#### ACTIVITY A:
Quote every passage that the article on the Iran nuclear talks places in quotation marks.
#### ACTIVITY B:
Carry the article on the Iran nuclear talks forward from its last paragraph.

#### STUDY TEXT:
▽

Iran's President Hassan Rouhani. (Adrees Latif/Reuters)

THE DEADLINE for completing a nuclear agreement with Iran is now less than eight weeks away, and the omens are not good. U.S. officials had hoped that an intensive week of negotiations at the United Nations last month would open the way to a deal but, by the account of both sides, little headway was made. “The gaps are still serious,” said a U.S. official briefing reporters at the end of the talks. Iranian President Hassan Rouhani was even blunter: “The progress realized thus far has not been significant.”

The impasse certainly does not reflect a lack of initiative by the Obama administration. On the contrary, U.S. negotiators have responded to Iranian intransigence on key issues with creative but sometimes disturbing counterproposals. Most notably, Iranian Supreme Leader Ali Khamenei has declared that the regime will not dismantle any of the 19,000 centrifuges it has constructed to enrich uranium. So the United States and its allies, which once insisted that most of the machines be eliminated, reportedly have floated a proposal to leave the centrifuges in place but take away the plumbing that connects them.

If Iran has made similar efforts to bridge the gaps between the two sides, there is no report of them. Instead, Tehran appears to be sticking to its insistence on maintaining and eventually vastly expanding its nuclear infrastructure while offering only a temporary slowdown in uranium enrichment and “increased transparency.” It is refusing to discuss its ballistic missile program and still isn’t cooperating with international inspectors’ probe into its past nuclear weapons design work.

The Obama administration has a history of responding to Iran’s stonewalling by peeling away its own demands. It gave up an attempt to impose a permanent ban on Iranian enrichment and seems to have dropped a requirement that an underground uranium enrichment plant be closed. Now it seems to be contemplating scenarios under which Iran would not have to dismantle centrifuges that would be the center of any bomb-making effort.

△

#### RECORD EXTRACTS:

▽

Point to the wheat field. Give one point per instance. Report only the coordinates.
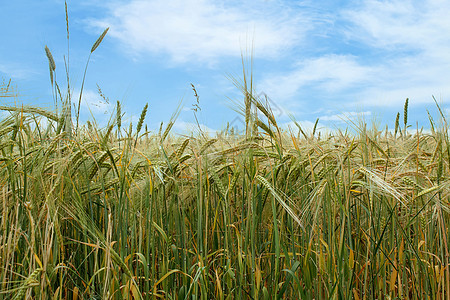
(91, 212)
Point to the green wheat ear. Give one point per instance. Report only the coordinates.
(99, 40)
(51, 61)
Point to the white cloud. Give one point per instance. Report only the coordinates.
(406, 53)
(202, 30)
(330, 72)
(15, 71)
(345, 116)
(411, 25)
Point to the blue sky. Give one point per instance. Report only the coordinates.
(314, 59)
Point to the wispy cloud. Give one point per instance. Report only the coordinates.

△

#### FINAL ANSWER A:
"The gaps are still serious"
"The progress realized thus far has not been significant."
"increased transparency."

#### FINAL ANSWER B:
In theory, a nuclear deal including this concession could still achieve the goal publicly set by Secretary of State John F. Kerry, which is to increase the time Iran would need to produce a bomb to six months to one year. However, by leaving the nuclear infrastructure intact, it would cede Iran the option of racing to build a nuclear arsenal at a time of its choosing, while removing the sanctions that are pressing the regime. Meanwhile, a concession already made by the United States and its allies — setting a date after which all restrictions on Iran’s nuclear work would lapse — would create a time bomb for the Middle East. Neighbors such as Saudi Arabia would likely take such a date, whether it is five or 15 years away, as a deadline for creating their own capacity for building nuclear weapons.

We have supported negotiations with Iran, and the interim deal struck last year, as preferable to what had previously looked like a slide toward war. But President Obama should resist the temptation to make further concessions in order to complete a long-term deal by November. In the absence of a dramatic change in its positions, Iran should be offered, at best, an extension of the existing arrangement, with the current sanctions left in place — and threatened with tougher measures if it does not accept.